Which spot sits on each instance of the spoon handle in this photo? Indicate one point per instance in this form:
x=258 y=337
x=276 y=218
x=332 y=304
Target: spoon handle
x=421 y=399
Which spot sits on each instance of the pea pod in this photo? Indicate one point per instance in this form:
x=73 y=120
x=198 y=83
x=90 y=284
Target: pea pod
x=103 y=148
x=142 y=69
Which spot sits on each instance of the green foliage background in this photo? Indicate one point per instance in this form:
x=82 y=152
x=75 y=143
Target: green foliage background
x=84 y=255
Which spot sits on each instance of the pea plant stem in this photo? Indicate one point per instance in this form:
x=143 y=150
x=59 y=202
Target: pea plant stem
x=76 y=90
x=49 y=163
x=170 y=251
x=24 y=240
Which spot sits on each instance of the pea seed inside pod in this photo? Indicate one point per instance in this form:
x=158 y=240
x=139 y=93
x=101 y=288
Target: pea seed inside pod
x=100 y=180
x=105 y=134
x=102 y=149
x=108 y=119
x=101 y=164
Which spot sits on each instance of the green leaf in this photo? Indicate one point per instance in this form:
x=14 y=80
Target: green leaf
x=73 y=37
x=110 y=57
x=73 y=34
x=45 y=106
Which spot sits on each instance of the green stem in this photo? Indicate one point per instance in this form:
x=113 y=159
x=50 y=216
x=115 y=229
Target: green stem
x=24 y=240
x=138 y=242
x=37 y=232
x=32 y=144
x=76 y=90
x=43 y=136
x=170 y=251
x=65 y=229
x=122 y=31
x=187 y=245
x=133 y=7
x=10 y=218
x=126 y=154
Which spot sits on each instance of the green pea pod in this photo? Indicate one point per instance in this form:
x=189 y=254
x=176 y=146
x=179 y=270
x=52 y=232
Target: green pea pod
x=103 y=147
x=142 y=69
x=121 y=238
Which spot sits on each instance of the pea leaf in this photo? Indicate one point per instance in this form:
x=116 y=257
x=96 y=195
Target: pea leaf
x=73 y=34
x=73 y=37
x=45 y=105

____

▸ Task directions:
Reproduce every line, requests included, starting with the line that contains "Which spot sits on each instance of the pea leaf" and going on through the end of the records. Scale each coordinate in the answers by 2 and round it to a whole number, with halves rounding up, but leave the numbers in the requests and their format samples unchanged.

▸ Result below:
Which spot sits on each instance of the pea leaf in this photo? Indicate one point per instance in this form:
x=116 y=257
x=96 y=195
Target: pea leaf
x=146 y=68
x=146 y=74
x=90 y=210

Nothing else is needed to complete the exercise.